== Text passage ==
■ ■ ■ ■
Today we learned that George Stephanopoulos — former Clinton aide and current host of “This Week and co-host of “Good Morning America” on ABC — gave a $50,000 contribution to the Clinton Foundation, which he failed to mention when he was doing interviews about the foundation and discussing it on the air.

This isn’t an enormous journalistic scandal. But the reaction to it shows just how successful Clinton opponents, with the enthusiastic cooperation of the news media, have been at taking a charitable foundation that has spent hundreds of millions of dollars on worthy causes and turning it into something that is widely assumed to be shady and suspect by its very nature.

And now, Stephanopoulos has helped reinforce the right’s belief that the media are in the tank for Hillary Clinton, something that could barely be further from the truth.

I say that this isn’t a great journalistic scandal for the simple reason that there’s absolutely nothing wrong with a journalist like Stephanopoulos giving money to the Clinton Foundation, just as there wasn’t anything wrong when the News Corporation Foundation (that’s a foundation set up by the parent company of Fox News) gave it a contribution, or when the conservative news outlet Newsmax donated to it, or for that matter when Donald Trump did the same. That’s because it’s a charitable foundation. All those people and many others gave it money to support its work in areas like global health, economic development in poor countries, and climate change.

That being said, it was completely wrong of Stephanopoulos not to inform his viewers that he had donated to the foundation once it became part of a news story. Indeed, he should have mentioned it every single time the foundation came up. It’s particularly problematic that he didn’t do so when he was interviewing Peter Schweizer, the author of “Clinton Cash,” which alleges that certain foreign donors gave donations to the Clinton Foundation in an attempt to curry favor with Hillary Clinton while she was secretary of state.
■ ■ ■ ■
== Given records ==
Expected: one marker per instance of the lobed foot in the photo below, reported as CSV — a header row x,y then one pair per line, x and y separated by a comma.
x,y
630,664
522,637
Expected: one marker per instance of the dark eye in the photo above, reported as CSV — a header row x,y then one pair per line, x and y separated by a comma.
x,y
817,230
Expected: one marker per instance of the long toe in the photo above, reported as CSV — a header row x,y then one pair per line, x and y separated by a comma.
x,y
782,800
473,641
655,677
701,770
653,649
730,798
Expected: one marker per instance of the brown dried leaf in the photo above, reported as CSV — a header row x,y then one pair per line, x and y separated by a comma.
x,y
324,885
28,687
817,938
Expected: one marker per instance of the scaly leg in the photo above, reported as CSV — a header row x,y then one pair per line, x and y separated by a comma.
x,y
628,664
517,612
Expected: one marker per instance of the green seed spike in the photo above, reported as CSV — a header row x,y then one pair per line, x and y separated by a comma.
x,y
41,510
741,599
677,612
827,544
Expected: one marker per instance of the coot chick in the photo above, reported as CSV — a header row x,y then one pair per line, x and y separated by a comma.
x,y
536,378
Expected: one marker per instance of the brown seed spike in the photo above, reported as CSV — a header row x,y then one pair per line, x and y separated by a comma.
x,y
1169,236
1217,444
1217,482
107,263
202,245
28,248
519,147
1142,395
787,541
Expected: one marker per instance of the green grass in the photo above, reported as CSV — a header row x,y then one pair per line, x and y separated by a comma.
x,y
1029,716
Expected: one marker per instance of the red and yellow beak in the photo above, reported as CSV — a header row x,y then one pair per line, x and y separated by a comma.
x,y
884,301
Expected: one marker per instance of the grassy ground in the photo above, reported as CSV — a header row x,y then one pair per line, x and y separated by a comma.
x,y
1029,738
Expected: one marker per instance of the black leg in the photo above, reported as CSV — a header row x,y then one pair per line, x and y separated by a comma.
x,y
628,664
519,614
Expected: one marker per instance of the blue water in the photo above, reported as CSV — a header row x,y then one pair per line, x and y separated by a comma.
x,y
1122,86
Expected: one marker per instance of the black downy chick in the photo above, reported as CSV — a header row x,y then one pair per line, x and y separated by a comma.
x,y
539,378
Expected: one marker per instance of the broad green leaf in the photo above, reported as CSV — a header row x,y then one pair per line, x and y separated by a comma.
■ ■ ■ ■
== Work required ==
Please duplicate everything in the Stephanopoulos passage above, from "Today we learned" down to "on the air.".

== Exercise solution ==
Today we learned that George Stephanopoulos — former Clinton aide and current host of “This Week and co-host of “Good Morning America” on ABC — gave a $50,000 contribution to the Clinton Foundation, which he failed to mention when he was doing interviews about the foundation and discussing it on the air.